Start of Material supplied
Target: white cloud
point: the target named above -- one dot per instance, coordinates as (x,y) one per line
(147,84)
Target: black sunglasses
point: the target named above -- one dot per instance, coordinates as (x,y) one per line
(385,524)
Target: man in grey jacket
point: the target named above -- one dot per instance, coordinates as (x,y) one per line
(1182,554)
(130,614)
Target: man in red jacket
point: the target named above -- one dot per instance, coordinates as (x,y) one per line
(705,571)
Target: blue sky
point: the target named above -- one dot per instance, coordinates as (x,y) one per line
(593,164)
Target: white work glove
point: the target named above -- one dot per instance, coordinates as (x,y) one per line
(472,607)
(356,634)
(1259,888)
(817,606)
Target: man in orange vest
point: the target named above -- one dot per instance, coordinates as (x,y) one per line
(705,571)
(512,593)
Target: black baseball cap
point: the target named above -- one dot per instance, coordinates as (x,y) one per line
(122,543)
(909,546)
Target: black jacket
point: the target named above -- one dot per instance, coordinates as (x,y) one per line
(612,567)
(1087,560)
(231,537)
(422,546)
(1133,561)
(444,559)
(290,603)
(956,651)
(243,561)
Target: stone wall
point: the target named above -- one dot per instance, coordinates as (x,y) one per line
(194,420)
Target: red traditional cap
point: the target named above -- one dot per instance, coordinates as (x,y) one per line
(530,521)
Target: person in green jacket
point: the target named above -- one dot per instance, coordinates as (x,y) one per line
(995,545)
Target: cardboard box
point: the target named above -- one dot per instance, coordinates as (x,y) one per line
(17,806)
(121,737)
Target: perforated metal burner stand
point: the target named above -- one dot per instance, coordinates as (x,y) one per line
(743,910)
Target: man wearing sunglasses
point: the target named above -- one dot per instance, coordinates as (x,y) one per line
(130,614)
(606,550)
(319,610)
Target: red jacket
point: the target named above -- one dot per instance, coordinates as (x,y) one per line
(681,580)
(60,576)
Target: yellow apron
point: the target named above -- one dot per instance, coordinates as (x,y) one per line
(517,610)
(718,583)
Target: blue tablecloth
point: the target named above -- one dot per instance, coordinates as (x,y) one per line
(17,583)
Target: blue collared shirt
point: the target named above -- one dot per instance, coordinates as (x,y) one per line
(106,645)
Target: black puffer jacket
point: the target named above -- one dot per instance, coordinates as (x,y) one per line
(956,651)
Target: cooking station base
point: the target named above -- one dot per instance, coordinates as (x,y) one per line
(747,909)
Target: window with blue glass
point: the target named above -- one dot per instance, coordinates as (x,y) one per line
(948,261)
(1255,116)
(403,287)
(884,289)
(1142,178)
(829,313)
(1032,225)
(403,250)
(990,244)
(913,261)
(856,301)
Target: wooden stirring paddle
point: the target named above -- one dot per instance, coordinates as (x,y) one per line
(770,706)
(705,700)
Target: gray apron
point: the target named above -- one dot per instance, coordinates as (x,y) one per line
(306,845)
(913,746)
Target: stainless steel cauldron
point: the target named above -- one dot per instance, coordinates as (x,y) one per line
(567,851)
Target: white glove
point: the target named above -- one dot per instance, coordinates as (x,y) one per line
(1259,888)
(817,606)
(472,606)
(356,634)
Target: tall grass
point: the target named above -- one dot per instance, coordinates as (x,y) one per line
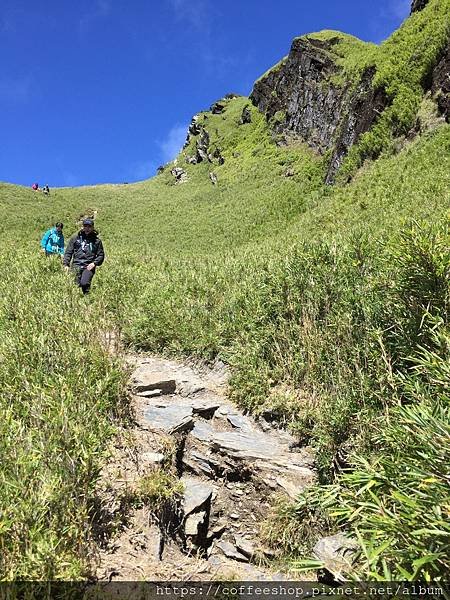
(60,390)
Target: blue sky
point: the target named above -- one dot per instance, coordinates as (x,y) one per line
(99,91)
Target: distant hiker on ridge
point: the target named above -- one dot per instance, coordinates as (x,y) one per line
(53,240)
(85,251)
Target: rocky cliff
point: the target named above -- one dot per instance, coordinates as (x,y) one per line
(314,94)
(313,99)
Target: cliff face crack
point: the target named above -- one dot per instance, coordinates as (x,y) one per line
(327,115)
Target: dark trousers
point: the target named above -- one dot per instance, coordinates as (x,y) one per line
(84,278)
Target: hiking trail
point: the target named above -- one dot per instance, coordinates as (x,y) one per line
(230,466)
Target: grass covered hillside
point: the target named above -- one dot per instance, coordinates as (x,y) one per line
(330,303)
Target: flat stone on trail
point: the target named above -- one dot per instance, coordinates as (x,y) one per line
(240,422)
(205,407)
(244,445)
(170,419)
(152,457)
(146,380)
(150,393)
(244,546)
(231,551)
(196,494)
(203,431)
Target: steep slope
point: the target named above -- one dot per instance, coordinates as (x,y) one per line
(332,88)
(330,307)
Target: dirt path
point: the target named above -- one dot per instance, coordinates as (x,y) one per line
(230,467)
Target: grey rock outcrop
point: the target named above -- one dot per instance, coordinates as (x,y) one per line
End of Material supplied
Assignment -
Please retype the records above exactly, excluding every picture.

Response to this exercise -
Target: white cloud
point: the target named above -- one dot per instance, coordinates as (x,y) one per line
(147,84)
Target: black sunglasses
point: the target named above -- one dot per instance, coordinates as (x,y) one per line
(385,524)
Target: man in grey jacket
point: the target named above -- one dot per instance, coordinates as (x,y) one per line
(1182,554)
(130,614)
Target: man in red jacket
point: the target named above -- one dot per instance, coordinates as (x,y) one per line
(705,571)
Target: blue sky
point: the target named above -- one dot per instance, coordinates as (x,y) one per line
(593,164)
Target: white work glove
point: the target named above -- one dot per instance, coordinates as (x,y) one per line
(472,607)
(356,634)
(1259,888)
(817,606)
Target: man in orange vest
point: the target named above -- one dot per instance, coordinates as (x,y) one per line
(705,571)
(512,593)
Target: black baseball cap
point: the target named above -- one dot per instance, coordinates as (x,y) one per line
(122,543)
(909,546)
Target: black jacket
point: the target named above -- one dot per instance, coordinates as (x,y) one per line
(612,567)
(1087,560)
(231,537)
(422,546)
(1133,561)
(444,559)
(290,603)
(956,651)
(243,561)
Target: stone wall
point: the target named above -- one dot per instance, coordinates as (x,y) one per line
(194,420)
Target: red traditional cap
point: the target named above -- one dot per instance, coordinates as (x,y) one per line
(530,521)
Target: person in green jacket
point: the target named above -- one dot per instance, coordinates as (x,y) one per line
(995,545)
Target: cardboard box
point: the target named above -- one dot per instance, coordinates as (x,y) one per line
(17,806)
(121,737)
Target: perforated metal burner stand
point: the target named above -- one dot per instance, coordinates as (x,y) one per line
(743,910)
Target: man wearing sunglasses
point: the target named above -- one dot per instance, coordinates as (x,y) one per line
(130,614)
(606,550)
(319,610)
Target: red jacket
point: the target named above -- one dot per instance, coordinates as (x,y) one per line
(681,580)
(60,576)
Target: yellow apron
point: the target named above -- one dot per instance, coordinates as (x,y) one per line
(517,610)
(718,583)
Target: blue tablecloth
point: the target named above -- one dot per instance, coordinates as (x,y) one per line
(17,583)
Target: blue collared shirt
point: the target named above -- one dot per instance, coordinates as (x,y) one per line
(106,645)
Target: black puffer jacket
point: the target named above -- one dot per instance, coordinates as (x,y) one per line
(956,651)
Target: cooking station base
point: the target named above -- one dot per instance, coordinates as (x,y) one per line
(747,909)
Target: window with blue glass
point: the target named above -- one dot per instance, coordinates as (x,y) one per line
(948,261)
(1255,116)
(403,287)
(884,289)
(1142,178)
(829,313)
(1032,225)
(403,250)
(990,244)
(913,261)
(856,301)
Target: wooden stirring paddle
point: the target named above -- one dot per instance, coordinates as (x,y) one per line
(770,706)
(705,700)
Target: gray apron
point: the target named above -- one dot per instance, coordinates as (x,y) one per line
(306,845)
(913,746)
Target: stainless steel cauldron
point: the target named above -- one dot per instance, coordinates as (x,y) one per line
(567,851)
Target: white glove
point: the target named above -- one dot per instance, coordinates as (x,y) one per line
(1259,888)
(817,606)
(472,606)
(356,634)
Target: tall grass
point: the target named above -- one dot per instance, coordinates as (x,y) one per line
(60,390)
Target: blue sky
point: the target named above -- one dot per instance, coordinates as (x,y) one per line
(99,91)
Target: distant hiker on ridge
point: the target named above -- one dot per instance, coordinates as (x,y) one per line
(53,240)
(85,251)
Target: rocky cliff
point: the target named above -- one dot per instance, coordinates as (x,y) one per line
(314,94)
(313,99)
Target: cliff face crack
point: the target named above -- one dot per instance, coordinates as (x,y) one per line
(327,115)
Target: dark trousers
point: the target named above -- one dot per instance, coordinates as (x,y) one per line
(84,278)
Target: hiking trail
point: the target named above -- one dot per instance, coordinates as (x,y) one per line
(230,466)
Target: grass covered hillside
point: the target named above -- one dot per instance, coordinates as (x,y) one per line
(330,303)
Target: flat stone on trail
point: the target named above -- one dot per instance, coordinates as (x,y) one per line
(240,422)
(205,407)
(244,445)
(170,419)
(152,457)
(146,380)
(150,393)
(244,546)
(231,551)
(196,494)
(203,431)
Target: steep slope
point: the target named above -- one dot per instance, coordinates as (x,y) one per line
(332,88)
(330,307)
Target: dirt path
point: the target named above -- one dot per instance, coordinates as (x,y) one per line
(230,467)
Target: grey rock outcrop
point: the target named above -- one dot per instance, coordinates as (x,y) one per line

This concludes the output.